=== MATERIAL SHOWN ===
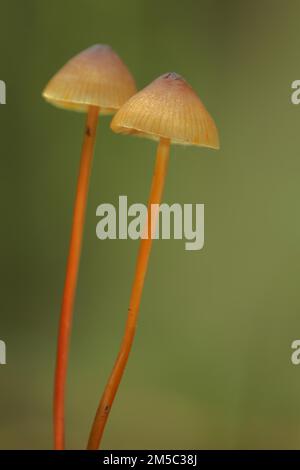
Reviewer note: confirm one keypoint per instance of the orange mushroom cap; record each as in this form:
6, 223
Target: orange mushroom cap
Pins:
95, 77
168, 108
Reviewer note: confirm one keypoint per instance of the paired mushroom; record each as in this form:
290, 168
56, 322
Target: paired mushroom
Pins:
169, 111
95, 81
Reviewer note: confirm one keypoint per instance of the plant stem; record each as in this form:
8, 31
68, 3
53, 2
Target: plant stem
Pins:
111, 388
71, 277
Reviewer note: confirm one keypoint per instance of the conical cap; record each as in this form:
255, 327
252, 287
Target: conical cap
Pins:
96, 77
168, 108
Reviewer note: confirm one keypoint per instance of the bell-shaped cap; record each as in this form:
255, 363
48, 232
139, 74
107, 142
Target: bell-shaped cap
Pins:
95, 77
168, 108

=== EXERCISE ===
Repeat exactly, please: transcribe each entry and leave out the pictures.

=== RESPONSE TO THE EXERCISE ===
Reviewer note: confirm one keypoint per instance of the orange mushroom cap; record each as in this form:
6, 223
Target: orange mushroom cap
Pins:
95, 77
168, 108
Reviewer note: confirm one keypoint per instance of the paired mushroom; record each as in this form:
290, 168
56, 322
Target: paired mushroom
Pins:
169, 111
95, 81
Reviewer note: confirm one keypoint per instance of the plant stem; record each as in this form:
8, 31
68, 3
53, 2
Target: plant stem
Pins:
111, 388
71, 277
Reviewer note: confirm one keypoint per instance of the conical cap; record each as in this form:
255, 327
252, 287
Target: conical cap
Pins:
96, 77
168, 108
Reviewer note: confirm one keypoint per instance of the bell-shaped cap; record each as in this form:
255, 363
48, 232
139, 74
107, 142
Target: bell-shaped cap
Pins:
95, 77
168, 108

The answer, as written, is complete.